Items from a data source

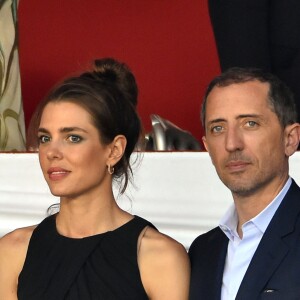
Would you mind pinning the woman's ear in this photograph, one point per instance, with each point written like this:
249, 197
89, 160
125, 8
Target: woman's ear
117, 149
292, 136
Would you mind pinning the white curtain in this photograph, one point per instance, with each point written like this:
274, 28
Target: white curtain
12, 127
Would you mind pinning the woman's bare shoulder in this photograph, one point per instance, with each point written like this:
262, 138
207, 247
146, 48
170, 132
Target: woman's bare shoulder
17, 238
164, 266
13, 249
14, 244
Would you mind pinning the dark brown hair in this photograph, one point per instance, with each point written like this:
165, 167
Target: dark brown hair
109, 94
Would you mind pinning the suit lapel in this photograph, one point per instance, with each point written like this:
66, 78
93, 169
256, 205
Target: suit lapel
209, 266
272, 248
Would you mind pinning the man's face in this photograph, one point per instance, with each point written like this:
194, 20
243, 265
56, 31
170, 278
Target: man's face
245, 139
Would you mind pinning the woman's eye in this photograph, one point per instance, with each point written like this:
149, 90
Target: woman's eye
74, 138
44, 139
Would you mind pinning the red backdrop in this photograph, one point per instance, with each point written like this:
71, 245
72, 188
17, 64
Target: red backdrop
168, 44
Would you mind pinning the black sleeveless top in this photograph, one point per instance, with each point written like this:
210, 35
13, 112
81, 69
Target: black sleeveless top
102, 266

GOAL - Pictures are excluded; repeat every record exactly.

WRITTEN SOLUTION -
Would you mind pinning the woman's ear in this photograph, one point per instance, with each point written like this:
249, 197
89, 160
125, 8
Target: woman's ear
117, 149
292, 136
Would you mind pinning the white curtain in this photograph, one point per instance, with each point written like this:
274, 28
Target: white curtain
12, 127
Would you mind pinning the woman's bare shoulder in this photograph, one point per instance, with each point written like this:
262, 138
207, 247
146, 48
170, 132
Target: woman's bare shoulder
17, 238
164, 266
13, 249
14, 244
Would you mind pinning the dark brown hair in this photograph, one point per instance, with each point written like this:
165, 167
Target: dark brown hair
109, 94
Would you mind pinning the suit lapel in this photograph, one point per instance, with each point written like this:
66, 78
93, 169
256, 205
Target: suit lapel
209, 266
272, 248
Would you mind pinning the man's face in this photograph, one point per instance, with each point written like this:
194, 20
243, 265
56, 31
170, 278
Target: man's face
245, 139
Would you mind pinning the woman's eye in this photograph, one point per instance, with each point written like this:
149, 90
Target: woman's eye
74, 138
44, 139
Would you mind pinning the red backdrop in this photograph, one point per instance, with each point written like this:
71, 245
72, 188
17, 64
Target: red backdrop
168, 44
Would you mind pinning the black sleeveless top in this photograph, one point per instance, with each point written like this:
210, 35
13, 112
81, 69
Target: black sleeveless top
102, 266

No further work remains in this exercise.